• _SOURCE INFORMATION_
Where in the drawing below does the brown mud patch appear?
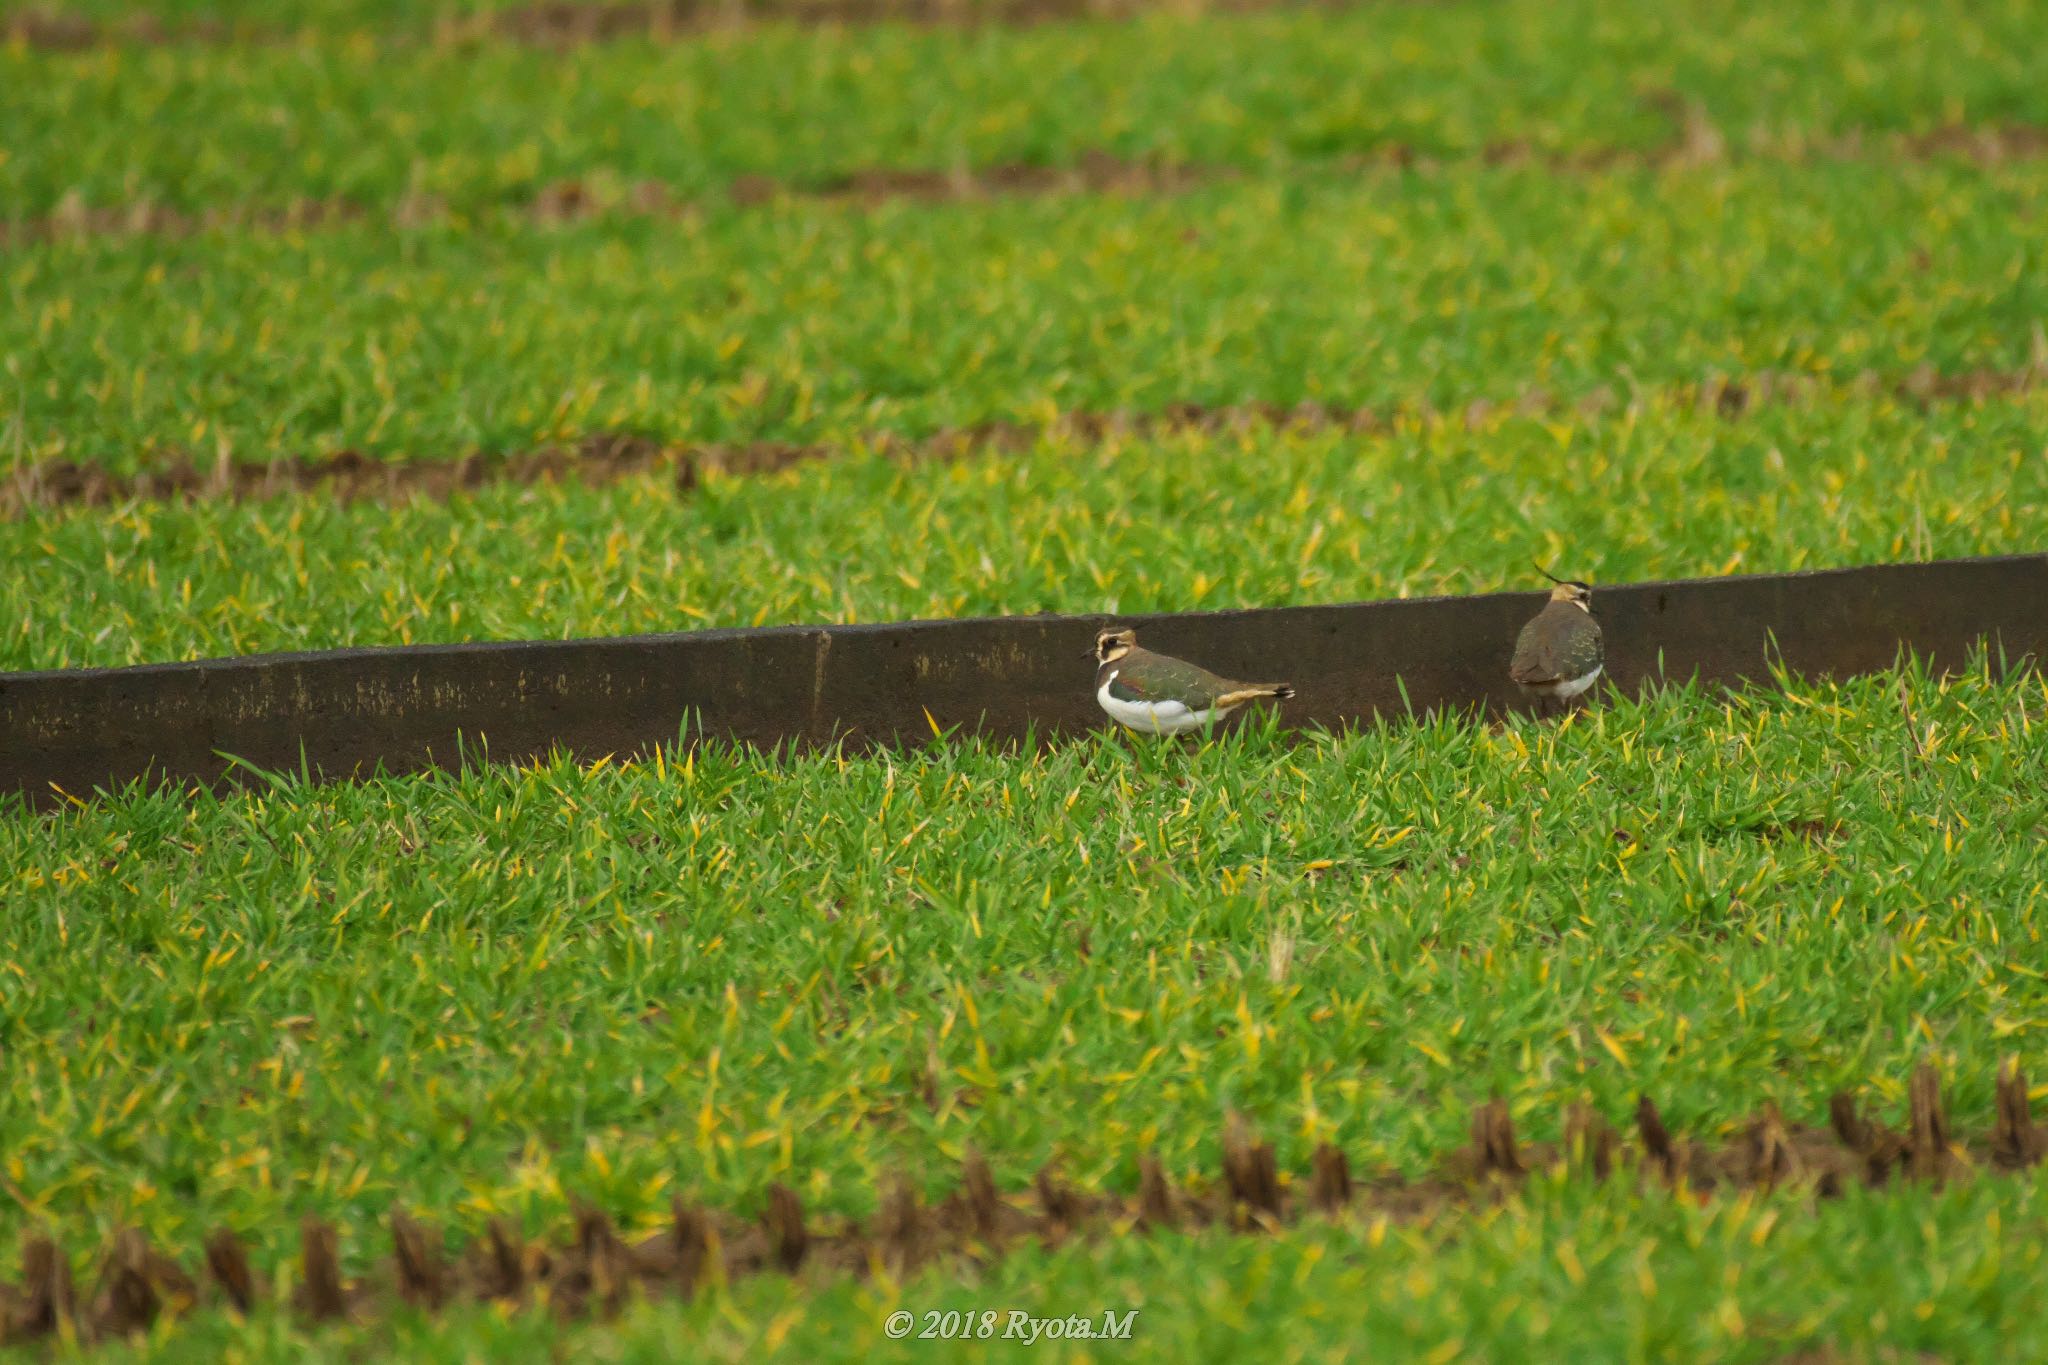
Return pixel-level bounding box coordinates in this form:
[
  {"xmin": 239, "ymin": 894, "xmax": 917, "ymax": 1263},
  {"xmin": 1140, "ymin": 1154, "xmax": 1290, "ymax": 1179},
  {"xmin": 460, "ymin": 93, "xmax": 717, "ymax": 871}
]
[{"xmin": 0, "ymin": 1063, "xmax": 2038, "ymax": 1349}]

• _WHAT THE TASK REQUIRES_
Leave images out of the retyped records; keep all else exact.

• _WORKED SOLUTION_
Where in the drawing below does the brown mud patch appear?
Return pixel-level bounding box coordinates in this form:
[
  {"xmin": 239, "ymin": 894, "xmax": 917, "ymax": 1263},
  {"xmin": 1140, "ymin": 1154, "xmax": 1290, "ymax": 1179},
  {"xmin": 460, "ymin": 93, "xmax": 717, "ymax": 871}
]
[{"xmin": 0, "ymin": 1063, "xmax": 2038, "ymax": 1349}]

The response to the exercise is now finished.